Stored data entries:
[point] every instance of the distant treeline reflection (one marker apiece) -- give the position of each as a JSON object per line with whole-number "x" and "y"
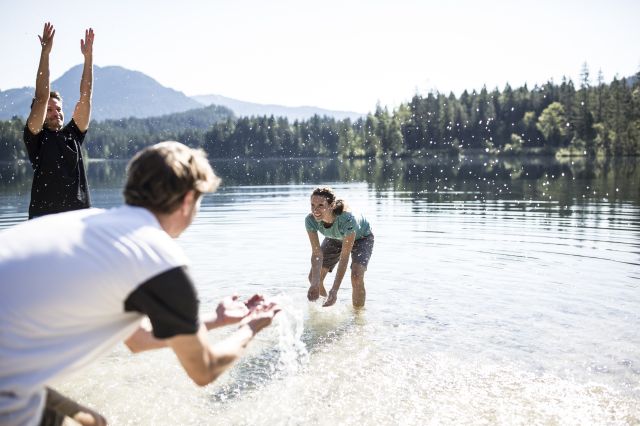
{"x": 437, "y": 179}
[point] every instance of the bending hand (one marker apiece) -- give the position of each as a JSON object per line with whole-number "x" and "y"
{"x": 313, "y": 293}
{"x": 86, "y": 45}
{"x": 261, "y": 316}
{"x": 231, "y": 310}
{"x": 46, "y": 41}
{"x": 331, "y": 299}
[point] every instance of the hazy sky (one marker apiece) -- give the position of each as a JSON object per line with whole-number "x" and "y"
{"x": 342, "y": 55}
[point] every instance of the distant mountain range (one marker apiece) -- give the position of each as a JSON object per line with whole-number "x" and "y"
{"x": 122, "y": 93}
{"x": 242, "y": 108}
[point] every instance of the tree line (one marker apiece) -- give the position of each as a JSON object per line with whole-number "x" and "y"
{"x": 601, "y": 119}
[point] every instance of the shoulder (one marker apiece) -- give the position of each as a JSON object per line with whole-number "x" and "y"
{"x": 73, "y": 128}
{"x": 310, "y": 223}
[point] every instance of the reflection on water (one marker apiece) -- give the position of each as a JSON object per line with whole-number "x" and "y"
{"x": 499, "y": 292}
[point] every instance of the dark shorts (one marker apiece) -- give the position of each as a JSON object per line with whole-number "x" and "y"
{"x": 360, "y": 253}
{"x": 57, "y": 408}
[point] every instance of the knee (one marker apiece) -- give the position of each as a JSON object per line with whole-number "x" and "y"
{"x": 357, "y": 277}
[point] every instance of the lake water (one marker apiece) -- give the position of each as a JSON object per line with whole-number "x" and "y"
{"x": 499, "y": 292}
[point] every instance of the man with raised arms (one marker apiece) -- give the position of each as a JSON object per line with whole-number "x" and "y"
{"x": 59, "y": 178}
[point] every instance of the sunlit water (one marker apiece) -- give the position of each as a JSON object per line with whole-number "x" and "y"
{"x": 497, "y": 293}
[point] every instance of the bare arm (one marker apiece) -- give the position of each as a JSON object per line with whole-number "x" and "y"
{"x": 316, "y": 259}
{"x": 204, "y": 363}
{"x": 38, "y": 113}
{"x": 347, "y": 245}
{"x": 82, "y": 112}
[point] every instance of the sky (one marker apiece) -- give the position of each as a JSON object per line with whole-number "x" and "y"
{"x": 347, "y": 55}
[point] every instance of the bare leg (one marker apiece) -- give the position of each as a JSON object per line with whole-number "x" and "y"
{"x": 358, "y": 293}
{"x": 323, "y": 273}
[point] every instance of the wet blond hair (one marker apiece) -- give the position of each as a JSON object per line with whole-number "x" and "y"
{"x": 159, "y": 176}
{"x": 329, "y": 195}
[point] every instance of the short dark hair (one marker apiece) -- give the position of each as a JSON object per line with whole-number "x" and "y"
{"x": 53, "y": 94}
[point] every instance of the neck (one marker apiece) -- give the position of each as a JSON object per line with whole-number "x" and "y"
{"x": 169, "y": 224}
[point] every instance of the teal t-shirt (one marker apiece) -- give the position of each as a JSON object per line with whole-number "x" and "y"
{"x": 344, "y": 225}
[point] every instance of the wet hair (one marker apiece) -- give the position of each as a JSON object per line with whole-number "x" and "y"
{"x": 159, "y": 176}
{"x": 53, "y": 94}
{"x": 330, "y": 196}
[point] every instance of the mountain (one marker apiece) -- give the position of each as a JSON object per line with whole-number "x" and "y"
{"x": 117, "y": 93}
{"x": 242, "y": 108}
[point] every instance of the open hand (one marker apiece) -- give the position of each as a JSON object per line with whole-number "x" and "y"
{"x": 232, "y": 310}
{"x": 86, "y": 45}
{"x": 46, "y": 40}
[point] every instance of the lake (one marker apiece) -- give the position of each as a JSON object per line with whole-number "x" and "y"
{"x": 499, "y": 292}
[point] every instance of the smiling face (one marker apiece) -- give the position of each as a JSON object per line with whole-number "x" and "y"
{"x": 321, "y": 209}
{"x": 55, "y": 117}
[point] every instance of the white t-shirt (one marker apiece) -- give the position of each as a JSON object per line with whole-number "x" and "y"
{"x": 64, "y": 280}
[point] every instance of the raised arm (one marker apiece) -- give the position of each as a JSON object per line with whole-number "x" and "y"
{"x": 38, "y": 113}
{"x": 82, "y": 112}
{"x": 347, "y": 245}
{"x": 204, "y": 363}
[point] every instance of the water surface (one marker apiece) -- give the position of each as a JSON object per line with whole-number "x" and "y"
{"x": 499, "y": 292}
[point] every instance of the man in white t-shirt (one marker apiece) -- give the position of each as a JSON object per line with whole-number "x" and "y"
{"x": 74, "y": 284}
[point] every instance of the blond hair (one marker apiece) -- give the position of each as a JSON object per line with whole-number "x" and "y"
{"x": 159, "y": 176}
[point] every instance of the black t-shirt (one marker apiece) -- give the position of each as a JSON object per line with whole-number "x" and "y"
{"x": 169, "y": 300}
{"x": 59, "y": 178}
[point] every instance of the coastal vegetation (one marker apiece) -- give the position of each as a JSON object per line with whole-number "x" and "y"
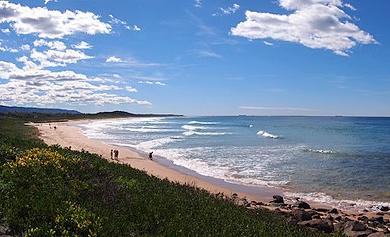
{"x": 54, "y": 191}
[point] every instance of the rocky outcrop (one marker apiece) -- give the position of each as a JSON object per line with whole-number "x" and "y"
{"x": 325, "y": 226}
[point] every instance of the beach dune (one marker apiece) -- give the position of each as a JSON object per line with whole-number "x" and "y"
{"x": 68, "y": 134}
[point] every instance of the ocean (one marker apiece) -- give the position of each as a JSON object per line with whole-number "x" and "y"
{"x": 343, "y": 161}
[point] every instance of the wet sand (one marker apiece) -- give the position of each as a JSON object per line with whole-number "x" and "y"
{"x": 68, "y": 134}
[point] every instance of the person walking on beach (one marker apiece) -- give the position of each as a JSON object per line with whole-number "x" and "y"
{"x": 116, "y": 153}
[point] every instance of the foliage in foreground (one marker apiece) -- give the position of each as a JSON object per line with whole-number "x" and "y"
{"x": 50, "y": 191}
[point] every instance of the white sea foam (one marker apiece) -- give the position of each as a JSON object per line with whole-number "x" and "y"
{"x": 178, "y": 157}
{"x": 150, "y": 129}
{"x": 339, "y": 203}
{"x": 204, "y": 123}
{"x": 190, "y": 133}
{"x": 266, "y": 134}
{"x": 320, "y": 151}
{"x": 145, "y": 146}
{"x": 192, "y": 127}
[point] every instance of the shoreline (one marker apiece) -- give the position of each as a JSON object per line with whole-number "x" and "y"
{"x": 68, "y": 134}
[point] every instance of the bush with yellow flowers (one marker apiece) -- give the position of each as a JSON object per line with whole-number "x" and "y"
{"x": 35, "y": 190}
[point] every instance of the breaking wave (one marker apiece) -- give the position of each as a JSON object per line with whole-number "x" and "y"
{"x": 266, "y": 134}
{"x": 204, "y": 123}
{"x": 320, "y": 151}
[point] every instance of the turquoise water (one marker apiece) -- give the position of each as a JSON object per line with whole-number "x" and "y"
{"x": 342, "y": 160}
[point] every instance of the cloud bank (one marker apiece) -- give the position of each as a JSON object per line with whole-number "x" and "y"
{"x": 318, "y": 24}
{"x": 50, "y": 23}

**Task:** Output the items above as a two-column CSV with the headers "prompt" and "reply", one row for each item. Put each item's text and its answer in their own quoted fields, turn line breaks into spaces, and leave out the pictures.

**Answer to the task:**
prompt,reply
"[point] every instance of the distant treeline reflection (one marker apiece) -- give the position of each as a JSON object per line with whole-number ""x"" and ""y""","{""x"": 437, ""y"": 179}"
"[point] every instance of the bending hand (one marker apiece) -- give the position of each as a JSON object per line with whole-number ""x"" and ""y""","{""x"": 313, ""y"": 293} {""x"": 86, ""y"": 45} {""x"": 261, ""y"": 316} {""x"": 231, ""y"": 310} {""x"": 46, ""y"": 41} {""x"": 331, ""y"": 299}"
"[point] every instance of the hazy sky (one marker apiece) -- give the position of each as a JSON object per line with whole-number ""x"" and ""y""","{""x"": 342, ""y"": 55}"
"[point] every instance of the distant mountain range (one marker apiece) -- give the position of each as a JSON object per line with whole-number ""x"" and ""y""","{""x"": 122, ""y"": 93} {""x"": 242, ""y"": 108}"
"[point] every instance of the tree line (one marker apiece) -- give the position of each as a JSON object per line with whole-number ""x"" and ""y""","{""x"": 601, ""y"": 119}"
"[point] every instance of the shoulder (one marker apiece) -- give the position of each as a JSON object per line with whole-number ""x"" and ""y""","{""x"": 73, ""y"": 128} {""x"": 310, ""y"": 223}"
"[point] every instance of the reflection on water (one marker apiece) -- give the position of each as a JSON object per line with whole-number ""x"" and ""y""","{""x"": 499, ""y"": 292}"
"[point] every instance of the dark shorts (one marker apiece) -- give the position of each as a JSON object per line with whole-number ""x"" and ""y""","{""x"": 360, ""y"": 253} {""x"": 57, ""y"": 408}"
"[point] every instance of the knee (one marker apiece) -- give the position of each as a JSON object per line with whole-number ""x"" and ""y""","{""x"": 357, ""y"": 277}"
"[point] every instance of the lake water (one marker apiece) -- give the position of each as a JSON object per line with whole-number ""x"" and ""y""","{""x"": 499, ""y"": 292}"
"[point] every instance of the man with raised arms (one marker apiece) -- give the position of each as a JSON object per line with whole-number ""x"" and ""y""","{""x"": 59, ""y"": 178}"
"[point] every instance of the sunlit water (one marker apiece) -- give the position of each as a JSON object per line with whole-number ""x"" and ""y""","{""x"": 497, ""y"": 293}"
"[point] every instance of the bare arm (one marker apiece) -- give the position of each as a JSON object per line with whole-number ""x"" and ""y""","{""x"": 316, ""y"": 259} {""x"": 204, ""y"": 363} {""x"": 38, ""y"": 113} {""x"": 347, ""y"": 245} {""x"": 82, ""y"": 112}"
"[point] every instance of the sky (one marker apiece) -- give the position of each as a JSON object per line with whole-number ""x"" and ""y""","{""x"": 347, ""y"": 55}"
"[point] every instance of the bare leg (one marker apiece) -- give the position of each as a JSON object per line with whole-number ""x"" and ""y""","{""x"": 358, ""y"": 293} {""x"": 323, ""y"": 273}"
"[point] every instance of the wet blond hair (one marker apiece) -- give the position of each as a JSON object per line with whole-number ""x"" and ""y""","{""x"": 159, ""y"": 176} {""x"": 329, ""y"": 195}"
"[point] every instance of the short dark hair (one marker apiece) -- give the position of each as a JSON object per line with whole-number ""x"" and ""y""","{""x"": 53, ""y"": 94}"
"[point] every instance of the neck (one marker apiece) -- give the position of each as a JSON object per line with whole-number ""x"" and ""y""","{""x"": 169, ""y"": 224}"
"[point] every instance of the teal t-shirt (one marker apiece) -- give the position of each as a JSON object per line with whole-number ""x"" and ""y""","{""x"": 344, ""y"": 225}"
"[point] every instance of the wet hair (one marker apiece) -- give the position of each as a JSON object per line with whole-number ""x"" and ""y""","{""x"": 159, ""y"": 176} {""x"": 53, ""y"": 94} {""x"": 330, ""y"": 196}"
"[point] every instance of the mountain (one marker apiece) -- give the position of each as a JSON object per line with whole-number ""x"" and ""y""","{""x"": 117, ""y"": 93} {""x"": 242, ""y"": 108}"
"[point] every instance of the open hand (one marker apiece) -- give the position of each as a JSON object per line with whole-number ""x"" and ""y""","{""x"": 232, ""y"": 310} {""x"": 86, ""y"": 45} {""x"": 46, ""y"": 40}"
"[point] every instance of the lake (one marker apiece) -- give the position of each as a JSON object per line with whole-number ""x"" and ""y""","{""x"": 499, ""y"": 292}"
"[point] every instance of the smiling face (one marker apiece) -- give the position of each as a JSON object per line with whole-number ""x"" and ""y""","{""x"": 321, ""y"": 209} {""x"": 55, ""y"": 117}"
"[point] every instance of the white t-shirt (one marker apiece) -- give the position of each as a JSON object per line with whole-number ""x"" and ""y""","{""x"": 64, ""y"": 280}"
"[point] every instance of the raised arm (one marker apiece) -- give the position of each as a JSON object per line with whole-number ""x"" and ""y""","{""x"": 38, ""y"": 113} {""x"": 82, ""y"": 112} {""x"": 347, ""y"": 245} {""x"": 204, ""y"": 363}"
"[point] every instance of the water surface (one marker apiece) -- give the position of each as a JSON object per line with whole-number ""x"" and ""y""","{""x"": 499, ""y"": 292}"
"[point] every instance of the man in white t-shirt (one marker apiece) -- give the position of each as a JSON object per line with whole-number ""x"" and ""y""","{""x"": 74, ""y"": 284}"
"[point] every instance of the blond hair (one marker apiece) -- give the position of each as a JSON object per line with whole-number ""x"" and ""y""","{""x"": 159, ""y"": 176}"
"[point] every instance of the black t-shirt (one marker apiece) -- give the position of each as a JSON object per line with whole-number ""x"" and ""y""","{""x"": 169, ""y"": 300} {""x"": 59, ""y"": 178}"
"[point] every instance of the coastal vegetation (one marker apiece) -- give the position of each as a JSON object per line with whole-number ""x"" and ""y""","{""x"": 54, ""y"": 191}"
"[point] every instance of the rocky outcrop (one marker apiece) -- give the position of each as a JSON object per line with whole-number ""x"" and ""y""","{""x"": 325, ""y"": 226}"
"[point] every instance of the beach dune (one marker apiece) -- give the position of each as a JSON object per line with whole-number ""x"" and ""y""","{""x"": 68, ""y"": 134}"
"[point] every instance of the ocean (one marker apiece) -- give the position of each as a JSON object per line with whole-number ""x"" and ""y""","{""x"": 343, ""y"": 161}"
"[point] every instance of the wet sand (one marker apiece) -- give the position of each as a JSON object per line with whole-number ""x"" and ""y""","{""x"": 68, ""y"": 134}"
"[point] every instance of the person walking on beach (one marker apiece) -- give the position of each as a JSON object per line with whole-number ""x"" and ""y""","{""x"": 116, ""y"": 153}"
"[point] every instance of the foliage in foreground (one marker apiece) -- give the position of each as a JSON object per line with whole-number ""x"" and ""y""","{""x"": 50, ""y"": 191}"
"[point] every instance of the white sea foam (one marker apiece) -- give the position of each as a JSON object per line with whole-number ""x"" and ""y""","{""x"": 178, ""y"": 157} {""x"": 150, ""y"": 129} {""x"": 339, ""y"": 203} {""x"": 204, ""y"": 123} {""x"": 190, ""y"": 133} {""x"": 266, ""y"": 134} {""x"": 320, ""y"": 151} {""x"": 145, ""y"": 146} {""x"": 192, ""y"": 127}"
"[point] every instance of the shoreline (one marker apiece) -- give the position of each as a JSON object per line with whole-number ""x"" and ""y""","{""x"": 68, ""y"": 134}"
"[point] every instance of the bush with yellow flowers (one marker apiece) -- give the position of each as a JSON object per line with whole-number ""x"" and ""y""","{""x"": 35, ""y"": 190}"
"[point] every instance of the breaking wave (one marker apiece) -- give the position of each as a JSON object per line with whole-number ""x"" and ""y""","{""x"": 266, ""y"": 134} {""x"": 204, ""y"": 123} {""x"": 320, ""y"": 151}"
"[point] every instance of the turquoise water (one marker apiece) -- give the position of each as a JSON object per line with whole-number ""x"" and ""y""","{""x"": 342, ""y"": 160}"
"[point] every instance of the cloud bank (one marker apiece) -- give the position of each as a JSON object per line with whole-number ""x"" and ""y""","{""x"": 318, ""y"": 24} {""x"": 50, ""y"": 23}"